==== Document passage ====

Autodesk Revit and User density

Hi…
New to the forums and very pleased to see a wealth of information and knowledge to hand.

I have recently taken over the IT for a company who plans to use Autodesk Revit and Adobe CC as its primary business tools. Currently the desktop infrastructure is not sufficient and this now leads to an interesting choice of either VDI or a Physical Desktop Infrastructure ?

I have before run a small scale trial using XenApp with a single shared desktop and a medium spec nVidia quadro card so i know in principle that the tech works.

How do i get the best performance out of a single host ?
XenServer hyper visor onto bare metal.
XenApp VM
Host VM for shared desktop Windows 2012 with GPU Pass through.

what happens when i max out performance of that single host ?
is XenApp able to load balance the same shared desktop across different hosts including local profiles of users ?

Also can i find out who is the Solutions Expert for the UK please.

Cheers
Colin.

Also just to ask.
i was at the IP Expo last week and there was a lot of talk about HyperConvergence.
Nutanix Simplivity and so forth…

while it looks very nice for my server farm which dosnt require any GPU acceleration.
how does it fit in with something like VDI with GPU acceleration ?

XenServer

Due to changes in the OS, the experimentat support for multi gpu for XenApp is no longer a valid option and Citrix are not continuing to develop it.

====

→ Given request 1
In the Revit forum thread, which two tools does the company plan to use as its primary business tools?
→ Given request 2
Rewrite the part of the Revit forum thread starting with "I have recently" and going on through "Desktop Infrastructure ?", putting "firm" in place of "company".
→ Given request 3
Carry on the Revit forum thread from its last sentence.
You won't need the material that comes after the Revit forum thread.

==== Material ====

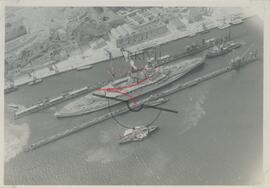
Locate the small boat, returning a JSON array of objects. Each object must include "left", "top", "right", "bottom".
[
  {"left": 76, "top": 65, "right": 93, "bottom": 71},
  {"left": 189, "top": 32, "right": 197, "bottom": 37},
  {"left": 218, "top": 23, "right": 231, "bottom": 29},
  {"left": 4, "top": 86, "right": 18, "bottom": 94},
  {"left": 119, "top": 126, "right": 158, "bottom": 144},
  {"left": 28, "top": 78, "right": 43, "bottom": 86},
  {"left": 231, "top": 18, "right": 244, "bottom": 25}
]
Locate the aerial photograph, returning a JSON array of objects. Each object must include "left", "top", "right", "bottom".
[{"left": 4, "top": 6, "right": 264, "bottom": 185}]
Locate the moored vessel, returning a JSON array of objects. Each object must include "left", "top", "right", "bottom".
[
  {"left": 55, "top": 53, "right": 205, "bottom": 117},
  {"left": 206, "top": 41, "right": 242, "bottom": 58}
]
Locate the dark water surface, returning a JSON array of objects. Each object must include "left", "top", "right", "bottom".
[{"left": 5, "top": 17, "right": 263, "bottom": 185}]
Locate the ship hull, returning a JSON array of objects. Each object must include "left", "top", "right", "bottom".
[{"left": 55, "top": 58, "right": 204, "bottom": 118}]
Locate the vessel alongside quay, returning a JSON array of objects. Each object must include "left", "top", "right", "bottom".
[
  {"left": 76, "top": 65, "right": 93, "bottom": 71},
  {"left": 25, "top": 96, "right": 168, "bottom": 151},
  {"left": 206, "top": 41, "right": 242, "bottom": 58},
  {"left": 55, "top": 56, "right": 205, "bottom": 117},
  {"left": 25, "top": 48, "right": 258, "bottom": 151},
  {"left": 15, "top": 87, "right": 94, "bottom": 119}
]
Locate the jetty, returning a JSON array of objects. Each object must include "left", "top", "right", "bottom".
[{"left": 26, "top": 49, "right": 258, "bottom": 151}]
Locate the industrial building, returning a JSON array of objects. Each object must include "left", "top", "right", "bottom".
[
  {"left": 5, "top": 20, "right": 27, "bottom": 42},
  {"left": 111, "top": 20, "right": 168, "bottom": 48}
]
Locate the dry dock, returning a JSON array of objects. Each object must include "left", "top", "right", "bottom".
[{"left": 26, "top": 51, "right": 257, "bottom": 151}]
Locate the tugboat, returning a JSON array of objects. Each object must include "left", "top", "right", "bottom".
[
  {"left": 218, "top": 17, "right": 231, "bottom": 29},
  {"left": 230, "top": 48, "right": 258, "bottom": 70},
  {"left": 4, "top": 85, "right": 18, "bottom": 94},
  {"left": 119, "top": 126, "right": 158, "bottom": 144},
  {"left": 206, "top": 41, "right": 242, "bottom": 58},
  {"left": 28, "top": 78, "right": 43, "bottom": 86}
]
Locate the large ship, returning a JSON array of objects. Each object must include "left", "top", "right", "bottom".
[{"left": 55, "top": 50, "right": 205, "bottom": 117}]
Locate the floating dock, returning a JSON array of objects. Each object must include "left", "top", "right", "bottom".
[
  {"left": 15, "top": 82, "right": 109, "bottom": 119},
  {"left": 26, "top": 50, "right": 258, "bottom": 151},
  {"left": 25, "top": 96, "right": 168, "bottom": 151}
]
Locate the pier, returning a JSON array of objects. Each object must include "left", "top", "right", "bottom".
[
  {"left": 15, "top": 82, "right": 107, "bottom": 119},
  {"left": 26, "top": 51, "right": 258, "bottom": 151}
]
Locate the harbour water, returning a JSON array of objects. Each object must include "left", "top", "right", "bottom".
[{"left": 4, "top": 17, "right": 263, "bottom": 185}]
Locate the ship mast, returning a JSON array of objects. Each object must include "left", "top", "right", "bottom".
[
  {"left": 104, "top": 49, "right": 115, "bottom": 79},
  {"left": 121, "top": 48, "right": 138, "bottom": 70}
]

====

→ Output 1
Autodesk Revit and Adobe CC.

→ Output 2
I have recently taken over the IT for a firm who plans to use Autodesk Revit and Adobe CC as its primary business tools. Currently the desktop infrastructure is not sufficient and this now leads to an interesting choice of either VDI or a Physical Desktop Infrastructure ?

→ Output 3
I woudl also suggest that depending on your workloads XenDesktop may be a better choice.

Me.

Hi Colin,

A bare metal XenApp server with a high end graphics card in GPU passthrough mode will give you the best performance possible for those applications at a reasonable cost, with no hypervisor penalties involved.

Load balancing between servers is configured by a Citrix policy, profiles would be streamed from a shared fileshare and the setup is easy to manage and maintain as you know from your previous trials.

There are many benefits of virtualizing the hosts though that may compensate for the hit on performance, as well as different pros and cons for VDIs, Session Hosts, SaaS solutions or even "remote-enabled" physical endpoints.

Good luck!

Hi Chaps

Cheers for the feedback.
i suppose there is little choice but to get stuck in and see what gives.

Tony just for clarity, are you suggesting the XenAPP hosts are best directly installed on bare metal ?
As in install 2012 and then prep to be a shared server OS environment ?

I suppose if i can VM the XenAPP Server and the share with the profiles (so they are included in my backup and DR regime) then the XenAPP hosts can be considered vanilla installs which if they break could easily be re imagined using something like FOG.

I have a bunch of older HP workstations for which i can use for a POC for the streaming of profiles etc.

it also looks like i may be able to free up a Dell 720 for a short term test for user densities.

interesting…

it occurs to me that the use of a Grid GPU isn’t going to help in this instance ?
and something like the M6000 would be better suited ?

Hi,

That’s good to hear!

I wouldn’t want to make any recommendations as I know very little of your business, users and other circumstances. But yes, a normal Windows Server installation bare metal with a high end GPU and a XenApp VDA on top can give a very high performance and user density.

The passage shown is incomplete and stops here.